**Problem statement**
Reproduce the full listing without a single change.

**Supplied information**
________
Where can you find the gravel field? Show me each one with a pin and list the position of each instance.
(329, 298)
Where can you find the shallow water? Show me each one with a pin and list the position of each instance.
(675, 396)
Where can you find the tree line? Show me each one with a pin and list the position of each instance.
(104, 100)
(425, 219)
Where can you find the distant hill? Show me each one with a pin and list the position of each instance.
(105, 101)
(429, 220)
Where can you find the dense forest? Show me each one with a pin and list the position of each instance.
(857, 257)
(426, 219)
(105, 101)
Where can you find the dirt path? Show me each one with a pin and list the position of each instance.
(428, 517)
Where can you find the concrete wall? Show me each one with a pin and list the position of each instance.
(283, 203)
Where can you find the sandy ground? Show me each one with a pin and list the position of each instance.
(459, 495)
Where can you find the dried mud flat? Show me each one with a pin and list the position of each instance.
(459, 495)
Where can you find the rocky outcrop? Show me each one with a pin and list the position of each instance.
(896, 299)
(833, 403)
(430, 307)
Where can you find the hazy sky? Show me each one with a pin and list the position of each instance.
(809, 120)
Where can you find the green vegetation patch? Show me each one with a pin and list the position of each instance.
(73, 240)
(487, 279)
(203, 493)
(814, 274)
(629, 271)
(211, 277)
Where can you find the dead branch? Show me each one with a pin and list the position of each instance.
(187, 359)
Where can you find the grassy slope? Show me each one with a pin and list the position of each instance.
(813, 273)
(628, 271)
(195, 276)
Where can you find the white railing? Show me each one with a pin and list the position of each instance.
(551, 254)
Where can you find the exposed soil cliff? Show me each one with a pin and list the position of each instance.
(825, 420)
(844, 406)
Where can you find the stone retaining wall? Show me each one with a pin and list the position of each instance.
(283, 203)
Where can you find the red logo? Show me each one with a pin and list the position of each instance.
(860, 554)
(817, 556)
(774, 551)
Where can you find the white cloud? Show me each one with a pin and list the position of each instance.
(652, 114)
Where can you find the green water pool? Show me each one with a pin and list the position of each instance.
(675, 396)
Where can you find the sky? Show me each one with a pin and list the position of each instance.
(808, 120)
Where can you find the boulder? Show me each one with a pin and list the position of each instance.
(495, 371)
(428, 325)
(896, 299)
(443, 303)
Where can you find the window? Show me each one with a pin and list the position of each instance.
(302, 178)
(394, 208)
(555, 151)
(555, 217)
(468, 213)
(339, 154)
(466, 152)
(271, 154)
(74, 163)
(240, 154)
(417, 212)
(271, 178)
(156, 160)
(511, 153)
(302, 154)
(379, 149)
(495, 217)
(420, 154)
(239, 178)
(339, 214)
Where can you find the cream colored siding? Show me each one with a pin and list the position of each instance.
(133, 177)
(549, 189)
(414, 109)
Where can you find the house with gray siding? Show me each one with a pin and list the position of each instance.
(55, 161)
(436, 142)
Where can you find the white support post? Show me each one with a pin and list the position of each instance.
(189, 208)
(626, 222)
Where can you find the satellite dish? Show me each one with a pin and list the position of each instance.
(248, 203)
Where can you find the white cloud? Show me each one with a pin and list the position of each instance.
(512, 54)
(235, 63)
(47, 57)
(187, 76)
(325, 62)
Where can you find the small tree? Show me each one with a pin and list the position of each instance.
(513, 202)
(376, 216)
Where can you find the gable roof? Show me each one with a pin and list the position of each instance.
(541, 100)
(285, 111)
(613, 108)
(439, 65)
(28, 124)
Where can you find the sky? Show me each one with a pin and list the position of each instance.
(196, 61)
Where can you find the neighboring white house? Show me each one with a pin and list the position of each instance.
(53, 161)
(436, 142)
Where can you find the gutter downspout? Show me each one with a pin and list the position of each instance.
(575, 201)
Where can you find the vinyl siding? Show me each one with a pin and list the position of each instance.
________
**Answer section**
Where can you find the gravel field? Show me each one with a pin and list the position of each instance.
(329, 298)
Where can you find the shallow water? Show me each one with a pin and list the position of each instance.
(675, 396)
Where can you find the tree line? Show me each one with a pin and list the position of each instance.
(104, 100)
(425, 219)
Where can you find the distant hill? Show me each one with a pin and list the position of each instance.
(105, 101)
(429, 220)
Where can you find the dense forest? Show me each one with a pin and list the position of each instance.
(857, 257)
(426, 219)
(105, 101)
Where can you find the dirt path? Show me each one with a pin and list the position of each instance.
(428, 517)
Where can you find the concrete wall? Show me each one with a pin and list the position of each instance.
(283, 203)
Where can you find the sandy ground? Show me each one with a pin and list the position of each instance.
(459, 495)
Where can you find the dried mud flat? Show me each one with a pin and list the position of each instance.
(459, 495)
Where can you find the rocky outcrop? Show me each one with a pin and list the position of each instance.
(896, 299)
(833, 403)
(430, 307)
Where can you find the hazy sky? Show me each one with a pin and list the position of each instance.
(809, 120)
Where can you find the green vegetation patch? Show me each one with a pin and list the position of each instance.
(73, 240)
(487, 279)
(203, 493)
(814, 274)
(629, 271)
(211, 277)
Where can you find the dead branch? Show me each one with a pin and list the position of each instance.
(187, 359)
Where can you find the grassy slope? Show me each one with a pin and list the position of each instance.
(813, 273)
(628, 271)
(195, 276)
Where can you find the white railing? Show me each one with a pin and list the position of each instance.
(551, 254)
Where can you find the exposed soil cliff? Show me each one with a pin and list the position of each instance.
(825, 420)
(844, 406)
Where can you find the stone retaining wall? Show me each one with a pin and list the position of each instance.
(283, 203)
Where can you find the red logo? Show me each one with a pin and list the position of each instance.
(860, 554)
(817, 556)
(774, 551)
Where can you find the white cloud? Show me each one with a pin and list the position of each instance.
(652, 114)
Where can you find the green water pool? Show me each one with a pin and list the position of each instance.
(675, 396)
Where can you find the sky? Show me each one with a pin and list the position of each instance.
(808, 120)
Where can you find the boulder? Show me each one with a pin and list the position of each instance.
(495, 371)
(428, 325)
(896, 299)
(443, 303)
Where can you find the window? Show me each one with a pin and list the position of each instance.
(302, 178)
(394, 208)
(555, 151)
(555, 217)
(468, 213)
(339, 154)
(466, 152)
(271, 154)
(74, 163)
(240, 154)
(417, 212)
(271, 178)
(156, 160)
(511, 153)
(302, 154)
(379, 149)
(495, 217)
(420, 154)
(239, 178)
(339, 214)
Where can you find the cream colored siding? Show me each one with a pin and list the position of each instance.
(133, 177)
(549, 189)
(414, 109)
Where can you find the house with gray siding? Show me each one with a pin and list the position of each instance.
(55, 161)
(436, 142)
Where can you find the white support post? Show me each one with a pin and list the position of each instance.
(189, 208)
(626, 222)
Where can you find the satellite dish? Show me each one with a pin and list the position of each instance.
(248, 203)
Where can you find the white cloud? Show me each one with a pin and list the position of each instance.
(512, 54)
(235, 63)
(47, 57)
(187, 76)
(325, 62)
Where can you find the small tree? Show me each one with a pin and list the position of each instance.
(513, 202)
(376, 216)
Where can you find the gable roof? Show me each one with a pin and list the position of each instance.
(541, 100)
(285, 111)
(613, 108)
(439, 65)
(28, 124)
Where can you find the sky? Show me each one with a pin and list the position of each instance.
(196, 61)
Where can you find the neighboring white house? Show me each one with a pin and list the position of each instance.
(53, 161)
(436, 142)
Where can you find the gutter downspout? Show me each one with a pin and list the position of each instance.
(575, 201)
Where can you find the vinyl siding? Show me each one with a pin and list the position of each instance.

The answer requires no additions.